§ **Written exercise**: Select each line in the entries below that contains the word "white" and copy those lines.

Stored data:
* Start *

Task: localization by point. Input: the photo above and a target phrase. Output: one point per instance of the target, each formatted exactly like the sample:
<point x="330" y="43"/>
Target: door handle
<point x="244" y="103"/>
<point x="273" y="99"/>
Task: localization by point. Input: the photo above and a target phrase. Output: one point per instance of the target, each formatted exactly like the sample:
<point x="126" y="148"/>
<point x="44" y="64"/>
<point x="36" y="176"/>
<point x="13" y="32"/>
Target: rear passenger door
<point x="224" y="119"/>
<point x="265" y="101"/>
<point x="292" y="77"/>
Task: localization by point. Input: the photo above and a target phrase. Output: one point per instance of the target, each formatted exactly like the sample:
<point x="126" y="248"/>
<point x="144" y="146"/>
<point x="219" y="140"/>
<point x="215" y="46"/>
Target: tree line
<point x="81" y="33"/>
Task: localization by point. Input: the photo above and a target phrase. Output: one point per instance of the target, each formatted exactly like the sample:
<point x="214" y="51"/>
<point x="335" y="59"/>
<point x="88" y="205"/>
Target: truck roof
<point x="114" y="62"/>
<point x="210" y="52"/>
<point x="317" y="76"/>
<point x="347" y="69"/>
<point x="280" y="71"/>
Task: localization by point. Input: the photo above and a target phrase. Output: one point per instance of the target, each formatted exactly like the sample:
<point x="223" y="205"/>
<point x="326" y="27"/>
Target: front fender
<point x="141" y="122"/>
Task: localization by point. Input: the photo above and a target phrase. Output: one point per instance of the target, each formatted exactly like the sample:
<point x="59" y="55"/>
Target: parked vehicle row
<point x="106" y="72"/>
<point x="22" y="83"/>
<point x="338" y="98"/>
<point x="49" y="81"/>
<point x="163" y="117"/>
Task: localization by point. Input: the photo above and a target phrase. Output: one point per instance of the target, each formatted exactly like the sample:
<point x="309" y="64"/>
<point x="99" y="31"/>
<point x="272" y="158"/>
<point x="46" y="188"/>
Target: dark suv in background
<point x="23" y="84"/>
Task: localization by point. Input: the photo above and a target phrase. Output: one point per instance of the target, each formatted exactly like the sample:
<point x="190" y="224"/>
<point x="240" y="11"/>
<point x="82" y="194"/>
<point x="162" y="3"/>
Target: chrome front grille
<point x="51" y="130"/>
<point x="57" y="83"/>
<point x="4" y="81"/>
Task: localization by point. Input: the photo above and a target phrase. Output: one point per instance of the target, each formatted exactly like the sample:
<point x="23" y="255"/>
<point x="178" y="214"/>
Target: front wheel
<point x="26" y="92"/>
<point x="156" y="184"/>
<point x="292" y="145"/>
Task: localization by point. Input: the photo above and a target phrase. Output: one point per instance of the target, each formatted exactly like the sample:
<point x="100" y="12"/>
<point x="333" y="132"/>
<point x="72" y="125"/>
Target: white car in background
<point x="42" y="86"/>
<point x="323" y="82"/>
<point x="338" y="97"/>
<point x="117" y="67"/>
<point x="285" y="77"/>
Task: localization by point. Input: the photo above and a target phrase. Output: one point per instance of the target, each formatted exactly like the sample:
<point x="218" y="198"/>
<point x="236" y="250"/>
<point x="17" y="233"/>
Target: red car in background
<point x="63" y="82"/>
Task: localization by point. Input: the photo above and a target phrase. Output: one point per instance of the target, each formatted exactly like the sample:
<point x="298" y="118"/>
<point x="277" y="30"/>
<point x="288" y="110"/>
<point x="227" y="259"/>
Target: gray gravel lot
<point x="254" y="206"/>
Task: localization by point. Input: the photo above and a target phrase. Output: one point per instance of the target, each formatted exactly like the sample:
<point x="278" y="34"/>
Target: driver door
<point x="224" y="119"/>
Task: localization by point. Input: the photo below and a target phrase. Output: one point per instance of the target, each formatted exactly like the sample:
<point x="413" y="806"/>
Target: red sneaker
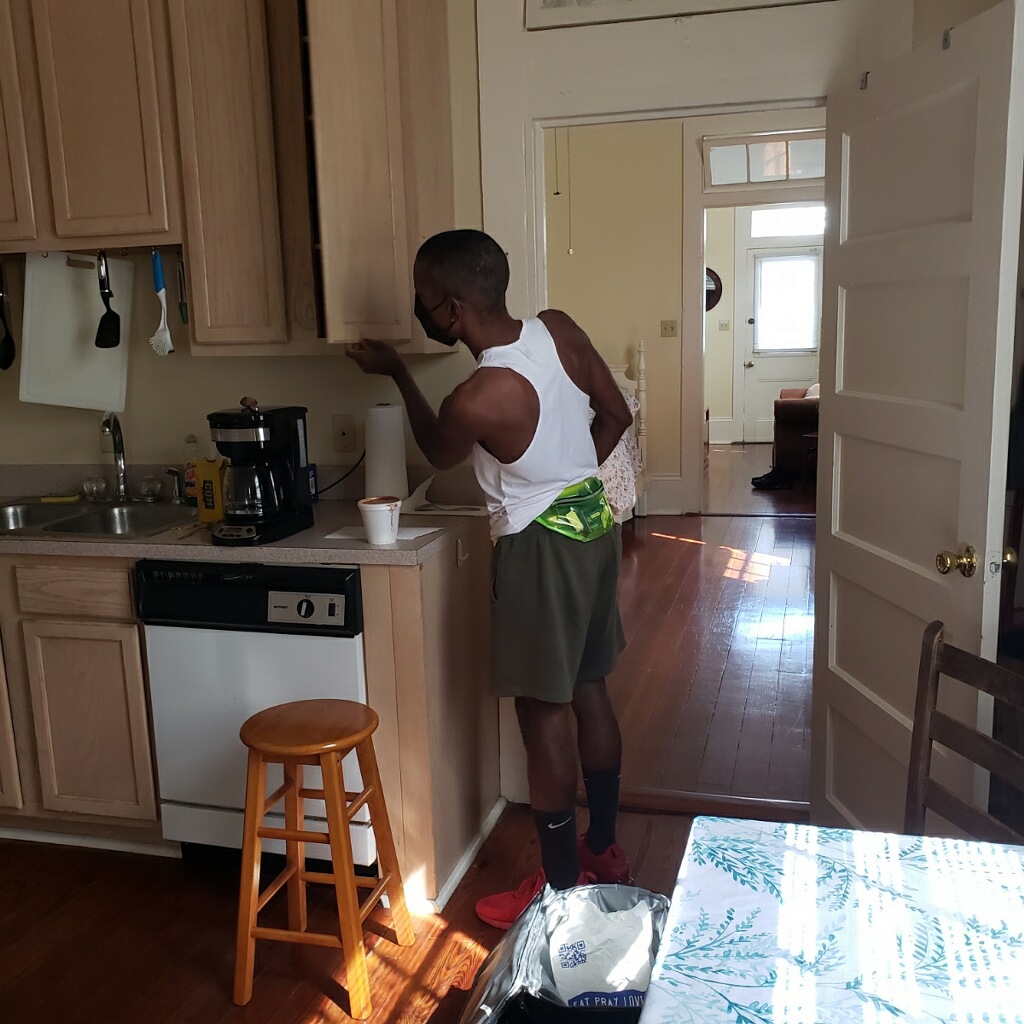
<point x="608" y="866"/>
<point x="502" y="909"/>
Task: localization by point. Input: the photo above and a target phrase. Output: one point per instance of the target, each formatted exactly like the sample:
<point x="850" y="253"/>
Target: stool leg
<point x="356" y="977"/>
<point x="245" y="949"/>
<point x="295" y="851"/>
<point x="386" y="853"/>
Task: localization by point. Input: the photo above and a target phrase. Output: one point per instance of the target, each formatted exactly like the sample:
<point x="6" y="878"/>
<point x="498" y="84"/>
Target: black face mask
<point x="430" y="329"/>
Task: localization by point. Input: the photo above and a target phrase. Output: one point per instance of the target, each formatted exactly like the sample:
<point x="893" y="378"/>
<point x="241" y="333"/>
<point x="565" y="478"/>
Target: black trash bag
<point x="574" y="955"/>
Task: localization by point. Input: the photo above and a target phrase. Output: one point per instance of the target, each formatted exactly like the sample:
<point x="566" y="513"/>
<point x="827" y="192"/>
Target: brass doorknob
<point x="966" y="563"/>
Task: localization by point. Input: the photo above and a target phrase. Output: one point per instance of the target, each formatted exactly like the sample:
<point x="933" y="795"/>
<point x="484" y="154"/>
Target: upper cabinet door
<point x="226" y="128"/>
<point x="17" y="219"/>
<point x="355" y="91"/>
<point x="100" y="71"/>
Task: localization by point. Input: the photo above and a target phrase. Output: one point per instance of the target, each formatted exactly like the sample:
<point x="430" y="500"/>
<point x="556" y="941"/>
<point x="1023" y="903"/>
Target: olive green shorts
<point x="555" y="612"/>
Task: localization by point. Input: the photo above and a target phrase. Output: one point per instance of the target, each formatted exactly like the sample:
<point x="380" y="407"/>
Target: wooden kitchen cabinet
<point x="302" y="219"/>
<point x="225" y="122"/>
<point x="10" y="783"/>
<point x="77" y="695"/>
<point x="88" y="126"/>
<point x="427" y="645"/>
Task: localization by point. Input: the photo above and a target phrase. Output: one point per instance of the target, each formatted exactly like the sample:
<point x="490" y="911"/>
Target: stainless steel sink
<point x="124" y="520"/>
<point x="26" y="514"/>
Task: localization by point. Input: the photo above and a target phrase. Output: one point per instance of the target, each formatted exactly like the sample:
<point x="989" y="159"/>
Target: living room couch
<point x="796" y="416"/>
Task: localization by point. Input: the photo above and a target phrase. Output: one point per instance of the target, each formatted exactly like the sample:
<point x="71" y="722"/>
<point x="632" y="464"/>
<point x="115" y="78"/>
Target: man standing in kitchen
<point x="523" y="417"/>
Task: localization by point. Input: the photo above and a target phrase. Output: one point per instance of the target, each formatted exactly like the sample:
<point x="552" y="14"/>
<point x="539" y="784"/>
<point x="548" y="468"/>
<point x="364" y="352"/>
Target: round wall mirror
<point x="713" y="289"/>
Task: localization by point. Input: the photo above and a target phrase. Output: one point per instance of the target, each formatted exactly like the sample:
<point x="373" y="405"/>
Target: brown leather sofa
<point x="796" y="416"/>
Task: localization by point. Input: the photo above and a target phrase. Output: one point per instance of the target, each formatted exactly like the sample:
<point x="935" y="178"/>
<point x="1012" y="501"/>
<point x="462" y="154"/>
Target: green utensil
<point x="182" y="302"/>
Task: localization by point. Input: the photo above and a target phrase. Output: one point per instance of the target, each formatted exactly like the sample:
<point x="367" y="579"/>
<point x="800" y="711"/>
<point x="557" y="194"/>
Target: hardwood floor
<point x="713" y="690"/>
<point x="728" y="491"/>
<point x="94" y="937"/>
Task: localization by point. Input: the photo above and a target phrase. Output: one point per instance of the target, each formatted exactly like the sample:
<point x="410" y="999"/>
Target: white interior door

* End *
* Start *

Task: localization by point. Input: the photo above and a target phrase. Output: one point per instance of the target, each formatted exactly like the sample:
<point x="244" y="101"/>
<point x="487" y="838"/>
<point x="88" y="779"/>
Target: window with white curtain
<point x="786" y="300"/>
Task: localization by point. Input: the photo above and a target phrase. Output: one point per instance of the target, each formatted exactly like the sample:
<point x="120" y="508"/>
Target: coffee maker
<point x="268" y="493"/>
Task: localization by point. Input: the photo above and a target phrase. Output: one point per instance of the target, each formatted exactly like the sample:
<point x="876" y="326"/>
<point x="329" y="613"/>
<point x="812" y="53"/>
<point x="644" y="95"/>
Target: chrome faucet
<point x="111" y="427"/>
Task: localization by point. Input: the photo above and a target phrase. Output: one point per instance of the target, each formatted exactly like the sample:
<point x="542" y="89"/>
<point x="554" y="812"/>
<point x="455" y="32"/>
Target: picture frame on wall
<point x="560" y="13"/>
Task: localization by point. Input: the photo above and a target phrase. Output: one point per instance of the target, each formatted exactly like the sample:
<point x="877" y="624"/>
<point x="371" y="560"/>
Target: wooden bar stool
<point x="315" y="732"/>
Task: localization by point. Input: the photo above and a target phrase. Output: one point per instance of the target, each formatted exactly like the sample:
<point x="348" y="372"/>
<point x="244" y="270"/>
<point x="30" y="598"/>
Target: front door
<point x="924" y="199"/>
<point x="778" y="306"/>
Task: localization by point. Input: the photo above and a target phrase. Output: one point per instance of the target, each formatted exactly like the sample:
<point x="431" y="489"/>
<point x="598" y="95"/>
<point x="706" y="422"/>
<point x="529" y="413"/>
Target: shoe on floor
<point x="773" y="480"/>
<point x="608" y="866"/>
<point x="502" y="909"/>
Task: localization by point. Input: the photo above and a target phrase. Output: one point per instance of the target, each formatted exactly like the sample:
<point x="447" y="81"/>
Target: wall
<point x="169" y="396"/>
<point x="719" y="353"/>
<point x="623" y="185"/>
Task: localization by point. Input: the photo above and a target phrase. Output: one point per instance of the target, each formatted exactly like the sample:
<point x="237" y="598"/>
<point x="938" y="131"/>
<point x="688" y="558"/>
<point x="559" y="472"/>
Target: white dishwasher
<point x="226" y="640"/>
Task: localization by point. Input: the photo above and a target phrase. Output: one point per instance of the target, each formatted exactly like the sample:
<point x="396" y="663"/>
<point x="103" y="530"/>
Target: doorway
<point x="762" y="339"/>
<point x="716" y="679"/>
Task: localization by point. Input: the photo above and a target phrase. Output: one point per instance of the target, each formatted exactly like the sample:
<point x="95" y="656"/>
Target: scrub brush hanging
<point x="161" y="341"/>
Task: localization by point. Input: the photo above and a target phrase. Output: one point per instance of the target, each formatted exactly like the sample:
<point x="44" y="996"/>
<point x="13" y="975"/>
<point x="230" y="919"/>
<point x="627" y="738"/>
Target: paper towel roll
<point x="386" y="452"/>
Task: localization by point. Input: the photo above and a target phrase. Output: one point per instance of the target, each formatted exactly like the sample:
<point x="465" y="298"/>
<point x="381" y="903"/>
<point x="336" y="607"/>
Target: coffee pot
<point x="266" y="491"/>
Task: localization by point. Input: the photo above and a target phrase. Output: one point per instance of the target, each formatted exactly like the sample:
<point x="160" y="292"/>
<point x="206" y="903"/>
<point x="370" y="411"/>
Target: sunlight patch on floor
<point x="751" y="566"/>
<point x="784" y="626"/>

* End *

§ **Task output**:
Target: white car in background
Target: white interior door
Target: window with white curtain
Target: white dishwasher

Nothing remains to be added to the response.